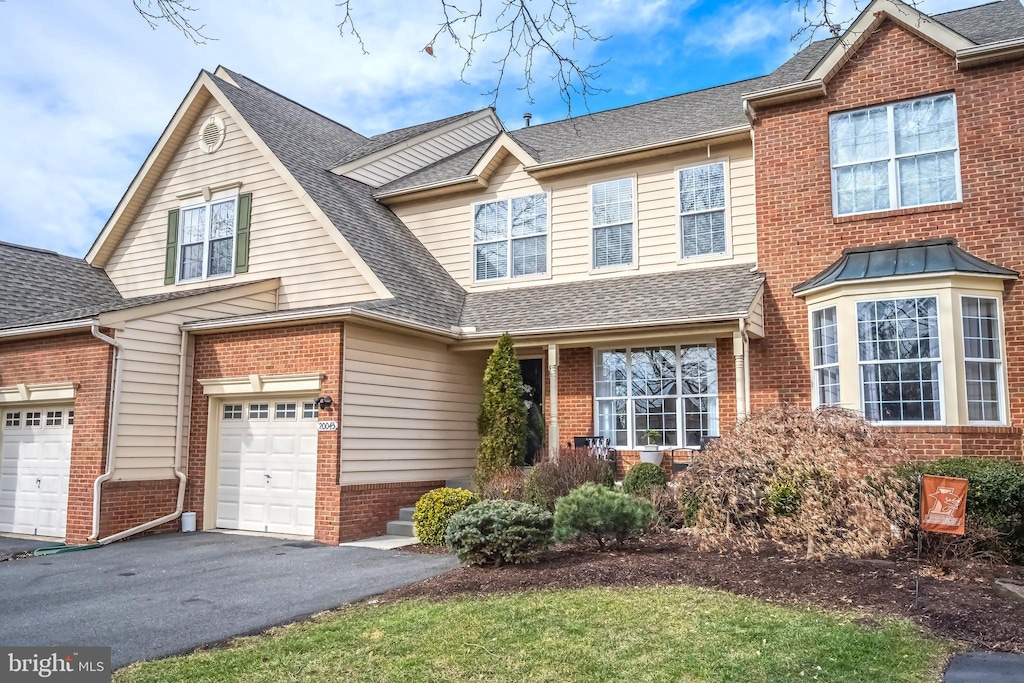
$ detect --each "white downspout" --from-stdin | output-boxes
[547,344,559,462]
[95,329,189,545]
[88,325,124,541]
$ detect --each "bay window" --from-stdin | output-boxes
[595,345,718,449]
[962,296,1003,423]
[811,306,840,407]
[473,193,548,281]
[829,93,960,216]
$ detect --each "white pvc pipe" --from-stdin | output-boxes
[96,329,189,545]
[88,325,124,541]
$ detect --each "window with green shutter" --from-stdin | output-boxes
[165,191,252,283]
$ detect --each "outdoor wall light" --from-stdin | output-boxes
[316,396,334,410]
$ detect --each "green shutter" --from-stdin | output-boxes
[235,193,253,274]
[164,209,179,285]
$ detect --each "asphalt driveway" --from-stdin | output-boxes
[0,532,457,669]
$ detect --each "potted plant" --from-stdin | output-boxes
[640,429,663,465]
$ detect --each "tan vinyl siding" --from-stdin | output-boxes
[340,324,486,484]
[104,98,377,309]
[344,118,500,187]
[110,291,277,481]
[393,140,757,289]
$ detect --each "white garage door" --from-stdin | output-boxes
[216,400,318,536]
[0,407,74,538]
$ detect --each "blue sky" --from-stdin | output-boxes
[0,0,978,256]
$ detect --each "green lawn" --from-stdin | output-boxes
[116,586,951,683]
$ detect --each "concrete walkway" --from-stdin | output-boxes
[0,531,457,669]
[945,652,1024,682]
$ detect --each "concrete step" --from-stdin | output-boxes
[398,507,415,522]
[386,520,415,537]
[445,476,475,491]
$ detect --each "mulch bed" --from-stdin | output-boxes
[390,534,1024,653]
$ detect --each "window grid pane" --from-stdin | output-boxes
[592,179,633,227]
[857,297,941,423]
[831,94,959,215]
[223,404,243,420]
[45,411,63,427]
[511,235,546,277]
[962,296,1002,423]
[248,403,269,420]
[4,412,20,427]
[593,223,633,269]
[275,403,297,419]
[679,163,727,259]
[811,306,841,406]
[472,194,548,280]
[302,402,319,419]
[25,412,41,427]
[474,243,507,281]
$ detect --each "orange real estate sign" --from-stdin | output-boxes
[921,475,968,535]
::::
Set down the entries exactly as they appear, with every picture left out.

_Finished task_:
$ detect --each "white downspout" --from-stdin | output-boxes
[547,344,559,462]
[95,329,189,545]
[88,325,124,541]
$ detect --each "bay window" --from-stdin | output-boxes
[595,345,718,449]
[962,296,1003,423]
[811,306,840,407]
[473,193,548,281]
[829,93,960,216]
$ detect --each "white pvc pipe" --from-stdin | output-boxes
[96,329,189,545]
[88,325,124,541]
$ detect --each "window with green shutter" --from-stdin | output-boxes
[165,191,252,283]
$ detect --each "outdoor wall light" --from-stdin | output-boxes
[316,396,334,410]
$ detect --each "green shutter" --from-stdin | output-boxes
[235,193,253,274]
[164,209,179,285]
$ detect --each "asphalt driveway" --from-stdin | output-boxes
[0,532,457,669]
$ detect --each "potted plant" --from-stdin | output-boxes
[640,429,663,465]
$ detect --each "tan vinyl siding" --from-stdin | output-boxes
[340,324,486,484]
[104,98,377,309]
[344,118,500,187]
[110,291,277,481]
[393,140,757,289]
$ detect --each "white garage door" --from-stdin | output-boxes
[216,400,318,536]
[0,407,74,538]
$ detect --each "blue sky" --from-stdin | output-boxes
[0,0,978,256]
$ detect --each "green lawn" --from-stdin | output-boxes
[116,586,951,683]
$ detect --each "concrete walkway" --from-stdin | output-boxes
[0,531,457,669]
[945,652,1024,682]
$ detect --each "concrete step" --from-stdin | output-boxes
[398,507,415,522]
[386,520,415,537]
[445,476,475,491]
$ detect --each "mulch bed" --from-stdin | output-boxes
[390,534,1024,653]
$ detect --each "window grid pane" --from-stdin | output-boxes
[592,179,633,227]
[857,297,941,423]
[831,94,959,215]
[223,404,243,420]
[45,411,63,427]
[511,235,546,277]
[962,296,1002,423]
[248,403,269,420]
[4,412,20,427]
[593,223,633,269]
[275,403,297,419]
[679,163,727,259]
[811,306,841,406]
[472,194,548,280]
[302,402,319,419]
[25,412,41,427]
[474,243,507,281]
$ detect --each "orange real estate sign" --from-stdin | output-boxes
[921,475,968,535]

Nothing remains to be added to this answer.